What is being asked: Word for word, output the data that follows.

Given data:
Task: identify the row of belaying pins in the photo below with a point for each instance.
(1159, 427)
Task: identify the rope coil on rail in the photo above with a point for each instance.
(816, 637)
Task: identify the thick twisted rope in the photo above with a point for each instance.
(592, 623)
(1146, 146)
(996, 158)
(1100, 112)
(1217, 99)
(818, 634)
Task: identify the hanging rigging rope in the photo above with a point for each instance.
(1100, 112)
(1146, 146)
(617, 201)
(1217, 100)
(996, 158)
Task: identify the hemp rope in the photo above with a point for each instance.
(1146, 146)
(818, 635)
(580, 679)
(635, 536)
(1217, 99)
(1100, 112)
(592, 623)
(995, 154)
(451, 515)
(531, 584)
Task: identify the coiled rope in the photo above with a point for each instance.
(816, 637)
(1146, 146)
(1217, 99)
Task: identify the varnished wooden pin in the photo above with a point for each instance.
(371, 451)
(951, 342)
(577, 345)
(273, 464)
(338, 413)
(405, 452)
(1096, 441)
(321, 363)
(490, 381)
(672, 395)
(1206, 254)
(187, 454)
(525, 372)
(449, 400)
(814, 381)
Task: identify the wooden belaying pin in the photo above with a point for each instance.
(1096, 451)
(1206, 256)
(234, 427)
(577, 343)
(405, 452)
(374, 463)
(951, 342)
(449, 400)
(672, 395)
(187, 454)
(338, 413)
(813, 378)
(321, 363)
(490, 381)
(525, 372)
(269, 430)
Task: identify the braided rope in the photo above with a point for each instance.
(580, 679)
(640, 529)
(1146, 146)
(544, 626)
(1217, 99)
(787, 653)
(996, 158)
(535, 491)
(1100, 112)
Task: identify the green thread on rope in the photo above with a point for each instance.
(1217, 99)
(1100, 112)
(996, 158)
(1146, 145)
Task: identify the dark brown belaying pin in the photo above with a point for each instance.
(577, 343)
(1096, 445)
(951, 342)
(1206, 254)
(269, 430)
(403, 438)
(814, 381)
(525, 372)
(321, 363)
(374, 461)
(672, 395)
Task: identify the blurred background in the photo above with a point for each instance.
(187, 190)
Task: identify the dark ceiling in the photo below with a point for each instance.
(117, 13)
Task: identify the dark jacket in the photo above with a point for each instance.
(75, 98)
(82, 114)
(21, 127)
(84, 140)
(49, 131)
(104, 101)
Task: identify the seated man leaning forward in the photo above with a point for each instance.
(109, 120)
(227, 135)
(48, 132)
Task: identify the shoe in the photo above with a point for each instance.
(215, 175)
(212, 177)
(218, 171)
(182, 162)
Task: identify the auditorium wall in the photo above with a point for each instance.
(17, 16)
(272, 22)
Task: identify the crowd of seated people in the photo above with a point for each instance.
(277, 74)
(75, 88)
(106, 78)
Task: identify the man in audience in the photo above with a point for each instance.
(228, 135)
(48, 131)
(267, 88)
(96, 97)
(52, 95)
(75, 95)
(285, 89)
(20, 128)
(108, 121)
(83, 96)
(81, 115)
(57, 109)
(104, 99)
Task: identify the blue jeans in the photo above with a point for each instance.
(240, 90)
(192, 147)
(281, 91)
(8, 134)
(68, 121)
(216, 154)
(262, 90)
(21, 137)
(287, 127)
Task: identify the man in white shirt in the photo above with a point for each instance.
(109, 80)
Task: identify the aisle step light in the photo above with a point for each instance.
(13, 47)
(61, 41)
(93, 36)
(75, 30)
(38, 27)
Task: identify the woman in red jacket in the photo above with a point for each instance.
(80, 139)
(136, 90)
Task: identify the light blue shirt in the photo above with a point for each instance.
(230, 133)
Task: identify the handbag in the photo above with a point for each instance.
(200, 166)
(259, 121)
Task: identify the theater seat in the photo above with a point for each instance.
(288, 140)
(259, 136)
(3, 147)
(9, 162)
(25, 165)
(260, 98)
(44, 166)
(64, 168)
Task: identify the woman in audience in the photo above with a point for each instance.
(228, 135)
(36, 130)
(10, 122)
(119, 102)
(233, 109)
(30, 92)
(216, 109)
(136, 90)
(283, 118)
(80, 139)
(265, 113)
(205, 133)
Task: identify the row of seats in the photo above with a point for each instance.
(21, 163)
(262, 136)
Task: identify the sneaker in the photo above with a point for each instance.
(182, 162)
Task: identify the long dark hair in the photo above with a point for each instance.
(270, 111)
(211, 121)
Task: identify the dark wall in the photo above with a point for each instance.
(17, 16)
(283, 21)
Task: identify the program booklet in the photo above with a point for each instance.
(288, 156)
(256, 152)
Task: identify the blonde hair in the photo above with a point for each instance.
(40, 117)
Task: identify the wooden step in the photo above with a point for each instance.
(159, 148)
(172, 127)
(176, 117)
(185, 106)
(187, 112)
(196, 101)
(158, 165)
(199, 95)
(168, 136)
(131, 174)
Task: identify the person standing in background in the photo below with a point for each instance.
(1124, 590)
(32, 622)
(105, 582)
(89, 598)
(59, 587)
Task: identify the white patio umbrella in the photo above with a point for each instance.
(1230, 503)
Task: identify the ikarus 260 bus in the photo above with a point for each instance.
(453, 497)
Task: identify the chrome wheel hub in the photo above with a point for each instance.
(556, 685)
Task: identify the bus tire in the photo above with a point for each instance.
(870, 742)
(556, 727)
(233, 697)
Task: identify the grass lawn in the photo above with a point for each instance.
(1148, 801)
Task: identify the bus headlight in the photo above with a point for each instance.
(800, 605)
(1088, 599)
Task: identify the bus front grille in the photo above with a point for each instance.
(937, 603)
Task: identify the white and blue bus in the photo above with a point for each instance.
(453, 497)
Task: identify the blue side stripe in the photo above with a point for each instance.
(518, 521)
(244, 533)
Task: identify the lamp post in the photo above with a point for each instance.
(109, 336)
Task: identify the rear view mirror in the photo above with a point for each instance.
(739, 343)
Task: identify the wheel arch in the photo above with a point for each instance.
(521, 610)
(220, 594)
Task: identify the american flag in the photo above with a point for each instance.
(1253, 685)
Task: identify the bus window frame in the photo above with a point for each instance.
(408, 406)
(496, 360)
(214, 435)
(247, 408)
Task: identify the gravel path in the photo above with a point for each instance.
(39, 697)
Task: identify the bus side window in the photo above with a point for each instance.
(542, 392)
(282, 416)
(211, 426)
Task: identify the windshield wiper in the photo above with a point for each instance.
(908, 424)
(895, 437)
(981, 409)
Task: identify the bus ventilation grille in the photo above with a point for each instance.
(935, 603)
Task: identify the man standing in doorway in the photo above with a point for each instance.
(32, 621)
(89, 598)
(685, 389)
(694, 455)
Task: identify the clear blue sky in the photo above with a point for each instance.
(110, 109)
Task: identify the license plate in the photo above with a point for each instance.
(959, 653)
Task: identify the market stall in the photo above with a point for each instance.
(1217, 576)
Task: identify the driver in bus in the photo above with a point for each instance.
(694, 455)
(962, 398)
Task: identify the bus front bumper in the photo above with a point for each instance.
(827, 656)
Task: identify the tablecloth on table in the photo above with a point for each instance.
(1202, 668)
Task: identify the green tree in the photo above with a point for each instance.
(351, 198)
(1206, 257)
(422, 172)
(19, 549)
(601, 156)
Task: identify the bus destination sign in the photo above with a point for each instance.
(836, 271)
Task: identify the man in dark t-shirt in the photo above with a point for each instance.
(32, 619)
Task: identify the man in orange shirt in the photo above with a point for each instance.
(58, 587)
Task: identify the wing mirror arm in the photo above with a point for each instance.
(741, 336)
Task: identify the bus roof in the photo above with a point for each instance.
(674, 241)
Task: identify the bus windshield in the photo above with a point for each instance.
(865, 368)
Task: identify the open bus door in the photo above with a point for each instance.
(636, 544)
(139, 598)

Solution to this exercise:
Task: identify the row of belaying pins in the photo below with a point for each instance.
(1159, 427)
Task: identify the rope coil on rail in the photo above with a point for each instance.
(816, 637)
Task: identify the thick twisted rope in the photo above with a point for each instance.
(592, 623)
(1146, 146)
(996, 158)
(1100, 112)
(1217, 99)
(818, 634)
Task: identify the hanging rigging rope in the photo above with a point for each instance.
(1100, 112)
(1146, 146)
(617, 201)
(1217, 100)
(996, 158)
Task: identify the hemp rope in the photo above with a point for each instance.
(1146, 146)
(818, 635)
(580, 679)
(635, 536)
(1217, 99)
(1100, 112)
(592, 623)
(995, 154)
(451, 515)
(531, 584)
Task: identify the coiled rope in the photo above with a point for each instance.
(816, 637)
(1146, 146)
(1217, 99)
Task: identify the varnished wooden pin in the photo above with a point for each instance.
(371, 451)
(951, 342)
(577, 345)
(273, 464)
(338, 413)
(405, 452)
(1096, 441)
(321, 363)
(490, 381)
(672, 395)
(1206, 254)
(187, 454)
(525, 372)
(449, 400)
(814, 381)
Task: identify the wooden belaying pin in the photo above with a point for each instance.
(1096, 451)
(1206, 256)
(234, 427)
(577, 343)
(405, 452)
(374, 463)
(951, 342)
(449, 400)
(672, 395)
(187, 454)
(338, 413)
(813, 378)
(321, 363)
(490, 381)
(525, 372)
(269, 430)
Task: identify the braided rope in the photo above with a point for each instance.
(580, 679)
(640, 529)
(1146, 146)
(544, 626)
(1217, 99)
(787, 653)
(996, 158)
(535, 491)
(1100, 112)
Task: identify the green thread on rope in the photo above with a point for each instance.
(1217, 99)
(1100, 112)
(996, 158)
(1146, 145)
Task: identify the dark brown belaying pin in the photo above with a point for each instance.
(577, 343)
(1096, 445)
(951, 342)
(1206, 254)
(269, 430)
(403, 438)
(814, 381)
(525, 372)
(321, 363)
(374, 461)
(672, 395)
Task: identify the blurred background in the photo above with a point for each instance.
(187, 190)
Task: identify the dark ceiling in the photo below with a point for each instance.
(117, 13)
Task: identify the dark jacket in the photo above with a point for each instance.
(75, 98)
(82, 114)
(21, 127)
(84, 140)
(49, 131)
(104, 101)
Task: identify the seated man leaning forward in the photo above with a point for each instance.
(109, 120)
(227, 135)
(48, 132)
Task: identify the shoe in the photo above with a point for each instance.
(215, 175)
(212, 177)
(218, 171)
(182, 162)
Task: identify the auditorium wall in the photo above with a point for each instance.
(17, 16)
(272, 22)
Task: identify the crowd of seated people in the photo above with a point for each instance.
(277, 74)
(75, 88)
(106, 78)
Task: identify the man in audience in the photo above with a point for each instance.
(228, 135)
(48, 131)
(267, 88)
(96, 97)
(52, 95)
(75, 95)
(285, 89)
(20, 128)
(108, 121)
(83, 96)
(81, 115)
(57, 109)
(104, 99)
Task: identify the blue jeans in the photo above with a point for each instance.
(240, 90)
(192, 147)
(281, 91)
(8, 134)
(68, 121)
(216, 154)
(262, 90)
(21, 137)
(287, 127)
Task: identify the man in white shirt in the photo above with a point for each instance.
(109, 80)
Task: identify the aisle step light in the photo above with a point for each instance.
(13, 47)
(61, 41)
(93, 36)
(75, 30)
(38, 27)
Task: identify the woman in red jacket in the photo above with a point for each instance.
(80, 139)
(136, 90)
Task: identify the light blue shirt in the photo above with a point for each instance.
(230, 133)
Task: identify the handbag in the photo above with a point for each instance.
(200, 166)
(259, 121)
Task: identify the theater seat in the photo above with a point for each instance.
(288, 140)
(259, 136)
(3, 147)
(9, 162)
(25, 165)
(260, 98)
(44, 166)
(64, 168)
Task: identify the woman in audience in the photo above with a point for each instance.
(228, 135)
(36, 130)
(10, 122)
(119, 102)
(233, 109)
(30, 92)
(216, 109)
(136, 90)
(283, 118)
(80, 139)
(265, 113)
(205, 133)
Task: identify the row of seats in the photo above with a point for each instance.
(21, 163)
(262, 136)
Task: identify the sneaker in the photo above with a point for each instance.
(182, 162)
Task: identify the long dark hair in the photo above with a point for each instance.
(270, 111)
(211, 121)
Task: identify the dark wall in the photo above with a point for each instance.
(17, 16)
(283, 21)
Task: identify the program booklet in the photo above with a point for each instance.
(288, 156)
(256, 152)
Task: identify the blonde hair in the photo above with a point for each instance.
(40, 117)
Task: identify the wooden step in the photo above with a point for each instance.
(159, 148)
(172, 127)
(176, 117)
(185, 106)
(187, 112)
(196, 101)
(158, 165)
(199, 95)
(168, 136)
(131, 174)
Task: identify the person standing in background in the photo below with a point for each instance.
(1124, 590)
(32, 622)
(105, 582)
(89, 598)
(59, 587)
Task: identify the white patio umbrella in the photo above with a point for each instance.
(1230, 503)
Task: identify the ikarus 260 bus in the photo above with a point for each instance.
(453, 497)
Task: identify the chrome wheel hub in the photo above with a point for each instance.
(556, 685)
Task: identify the bus tire in the photo above with a point for each instance.
(870, 742)
(556, 727)
(233, 697)
Task: identify the grass lawn in the photo above with a point for each instance.
(1148, 801)
Task: identify the bus headlight in the photo above with a point for each instance.
(800, 605)
(1088, 599)
Task: identify the bus front grille in the photo above with a point for each instance.
(937, 603)
Task: identify the white and blue bus in the photo above with a point for each instance.
(453, 497)
Task: identify the blue side stripe in the photo above with a point for each instance.
(518, 521)
(244, 533)
Task: identify the lamp post in the photo above with a point for each instance.
(109, 336)
Task: identify the rear view mirror in the photo above with a point for each instance.
(739, 343)
Task: identify the wheel arch in the photo above with a point for each instance.
(521, 610)
(220, 594)
Task: identify the american flag in the photo above with a point for each instance.
(1253, 685)
Task: identify the bus window frame in the photo above with a point for each instance.
(408, 406)
(496, 360)
(214, 435)
(247, 408)
Task: identify the gravel path in the photo above with a point for each instance.
(39, 697)
Task: identify the bus side window in the photo above with a point for each instance.
(542, 392)
(282, 416)
(211, 426)
Task: identify the windshield wiper in the photo above with a point for each instance.
(908, 424)
(895, 437)
(981, 409)
Task: identify the bus ventilation grille in the photo above with a point for each instance.
(935, 603)
Task: identify the man standing in doorway in the photo above with a point for each instance.
(32, 621)
(89, 598)
(685, 389)
(694, 455)
Task: identify the clear blue sky in the photo above with a point for each instance.
(110, 109)
Task: identify the license plate in the photo above with a point for each instance.
(959, 653)
Task: identify the market stall in the photo above with a point for each instance.
(1217, 576)
Task: identify the driver in bus in the photo above with a point for each instance.
(694, 455)
(962, 398)
Task: identify the bus front bumper in the photo above with a point for each instance.
(827, 656)
Task: identify the tablecloth on table in the photo above with a point for each instance.
(1202, 668)
Task: identify the green tree in the photo above with a point for each instance.
(351, 198)
(1206, 257)
(422, 172)
(19, 549)
(601, 156)
Task: identify the bus destination sign in the photo above with a point for each instance.
(836, 271)
Task: identify the man in dark t-shirt in the photo above with a point for each instance.
(32, 619)
Task: identify the man in orange shirt in the photo above with a point for each instance.
(58, 587)
Task: identify the wing mirror arm in the photo above with a point for each instance.
(741, 336)
Task: identify the bus roof in the photo above with a point for each instance.
(674, 241)
Task: identify the bus windshield in the photo above with a point for each instance.
(865, 368)
Task: identify the open bus door in the photo above with a point for each instance.
(636, 544)
(139, 598)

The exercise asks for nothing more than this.